(Dataset records)

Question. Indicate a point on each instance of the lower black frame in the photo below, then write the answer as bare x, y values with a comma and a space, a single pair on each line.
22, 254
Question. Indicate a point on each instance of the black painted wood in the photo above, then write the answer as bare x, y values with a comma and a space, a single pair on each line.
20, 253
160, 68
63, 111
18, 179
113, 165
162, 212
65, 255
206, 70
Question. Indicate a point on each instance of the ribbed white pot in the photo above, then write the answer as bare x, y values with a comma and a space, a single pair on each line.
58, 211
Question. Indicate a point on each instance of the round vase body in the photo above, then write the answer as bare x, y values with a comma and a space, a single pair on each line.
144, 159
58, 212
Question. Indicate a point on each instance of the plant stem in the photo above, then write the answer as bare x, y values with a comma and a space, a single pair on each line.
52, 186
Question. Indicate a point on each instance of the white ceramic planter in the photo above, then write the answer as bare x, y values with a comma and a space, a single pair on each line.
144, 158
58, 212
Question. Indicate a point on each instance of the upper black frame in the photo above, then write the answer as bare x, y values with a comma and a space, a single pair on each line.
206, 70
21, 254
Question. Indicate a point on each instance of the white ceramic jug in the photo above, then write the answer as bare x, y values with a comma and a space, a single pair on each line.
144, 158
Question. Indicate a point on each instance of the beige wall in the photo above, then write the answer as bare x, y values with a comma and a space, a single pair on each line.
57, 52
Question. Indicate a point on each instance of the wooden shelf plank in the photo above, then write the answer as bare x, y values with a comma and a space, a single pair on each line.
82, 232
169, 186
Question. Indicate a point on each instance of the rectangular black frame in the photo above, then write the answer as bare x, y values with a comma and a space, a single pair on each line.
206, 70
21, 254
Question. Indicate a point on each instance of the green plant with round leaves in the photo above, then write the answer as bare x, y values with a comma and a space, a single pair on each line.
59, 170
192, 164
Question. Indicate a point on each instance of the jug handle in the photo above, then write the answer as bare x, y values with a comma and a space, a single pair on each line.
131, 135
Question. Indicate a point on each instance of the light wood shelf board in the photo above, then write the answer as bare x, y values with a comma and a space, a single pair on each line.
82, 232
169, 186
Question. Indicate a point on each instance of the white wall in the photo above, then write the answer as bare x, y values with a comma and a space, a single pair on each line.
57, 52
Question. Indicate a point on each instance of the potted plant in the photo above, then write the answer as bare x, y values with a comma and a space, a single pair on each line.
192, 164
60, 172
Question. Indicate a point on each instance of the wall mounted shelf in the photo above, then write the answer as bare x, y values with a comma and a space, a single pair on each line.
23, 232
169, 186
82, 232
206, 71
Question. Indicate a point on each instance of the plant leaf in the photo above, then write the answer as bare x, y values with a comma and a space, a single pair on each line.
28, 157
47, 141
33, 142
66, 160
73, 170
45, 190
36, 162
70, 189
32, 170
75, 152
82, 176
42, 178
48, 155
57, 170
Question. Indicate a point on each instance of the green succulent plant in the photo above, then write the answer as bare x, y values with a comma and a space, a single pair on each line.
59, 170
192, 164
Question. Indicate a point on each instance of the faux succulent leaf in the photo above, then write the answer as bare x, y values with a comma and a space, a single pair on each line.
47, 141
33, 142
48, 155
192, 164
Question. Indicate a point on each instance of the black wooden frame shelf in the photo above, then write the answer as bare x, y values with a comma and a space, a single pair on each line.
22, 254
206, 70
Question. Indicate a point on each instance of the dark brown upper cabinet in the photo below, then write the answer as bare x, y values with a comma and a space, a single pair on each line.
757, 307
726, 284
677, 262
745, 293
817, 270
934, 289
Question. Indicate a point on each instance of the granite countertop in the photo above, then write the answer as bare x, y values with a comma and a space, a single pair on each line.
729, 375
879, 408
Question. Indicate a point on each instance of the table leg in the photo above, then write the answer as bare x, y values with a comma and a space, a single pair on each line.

WORK TO BE COMPLETED — Copy out the data above, word for word.

COMPLETED EXERCISE —
Question. Indicate a point on each instance of the lower black frame in the photo below, then write the answer as bare x, y values with a comma and a space, a single pair on each line.
22, 254
Question. Indicate a point on each instance of the black painted wood in the photo above, then write the answer as bare x, y values with a comma and a space, a single pair on each line.
20, 253
160, 68
63, 111
18, 179
113, 165
162, 212
65, 255
206, 70
Question. Indicate a point on each instance of the ribbed white pot in the photo above, then write the answer as bare x, y values with a comma and a space, a single pair on each line.
58, 211
Question. Indicate a point on each instance of the round vase body in the photo above, then write the answer as bare x, y values with a comma and a space, a single pair on each line.
144, 159
58, 212
Question. Indicate a point on each instance of the plant stem in the photo above, then write the answer as bare x, y values with a comma and a space, a single pair on each line.
52, 186
Question. Indicate a point on each instance of the white ceramic planter in the photo above, then write the answer as bare x, y values with a comma and a space, a single pair on each line.
144, 158
58, 212
Question. Indicate a point on each instance of the upper black frame in the photo above, then write the answer as bare x, y values with a comma and a space, a single pair on each line.
206, 70
21, 254
Question. Indicate a point on each instance of the white ceramic jug in the photo above, then write the answer as bare x, y values with a comma and a space, a single pair on each line.
144, 158
Question. Indicate a point on each instance of the beige wall in the photo above, then write the answer as bare x, y values with a comma and a space, a single pair on each line.
57, 52
Question. Indicate a point on each instance of the wooden shelf plank in the photo above, then write the answer as bare x, y values with a comma and a space, a single pair on each line.
82, 232
169, 186
Question. Indicate a point on each instance of the rectangular black frame in the photo above, then write the answer as bare x, y values with a comma and a space, a single pair on each line.
206, 70
21, 254
Question. Indicate a point on each instance of the green plant with round leaves in the photo above, then write the answer as bare x, y values with a comma and a space, a single pair on each line.
59, 170
192, 164
Question. Indicate a point on each instance of the jug handle in the photo above, then write the answer as bare x, y values with a comma and a space, a single pair on each line.
131, 135
Question. Indicate a point on each instance of the light wood shelf board in the photo above, then write the answer as bare x, y values with a comma and a space, a single pair on each line.
82, 232
169, 186
Question. Indicate a point on each instance of the white wall in the photo above, then write the answer as bare x, y values with a comma and a space, a single pair on each line.
57, 52
Question. Indicate a point on each instance of the potted plant in the photo above, then write the answer as bare x, y values with a comma and a space, a single pair on each line.
192, 164
60, 172
Question. Indicate a point on each instance of the wall mounted shelf in the photo above, then write the answer as bare x, y values with a comma and a space, a single pair on each line.
23, 232
169, 186
82, 232
206, 71
Question. Indicate a point on each instance of the plant leaf in the photo above, then write the answer as bare x, y values with a comma and a space, a single pair on each line.
28, 157
47, 141
33, 142
66, 160
73, 170
45, 190
36, 162
70, 189
32, 170
75, 152
82, 176
42, 178
48, 155
57, 170
Question. Indicate a point on each instance of the green succulent plant in the photo above, then write the answer as bare x, y values with a comma and a space, a single pair on each line.
59, 170
192, 164
Question. Indicate a point on each instance of the faux succulent leaf in the photo above, then write the answer as bare x, y values with a comma and a space, a single pair on each line.
47, 141
33, 142
48, 155
192, 164
Question. Indicate a point on each instance of the black wooden frame shelf in the photo above, then write the answer as bare x, y values with a comma and a space, a single pair on each line.
22, 254
206, 70
Question. Indicate a point on each instance of the dark brown upper cabinet in the photo below, then write the answer as bare x, y values with a comma and a space, a single pair on each line.
757, 307
726, 284
677, 262
745, 293
817, 270
934, 289
Question. Indicate a point on each instance of the granite countertop in the photo above, then write the answer as bare x, y values with a comma and a space, a single pair on each line.
729, 375
879, 408
Question. Indicate a point on each instance of the table leg in the photo above, then write the answer as bare x, y values with a comma and a space, a single pair on each line.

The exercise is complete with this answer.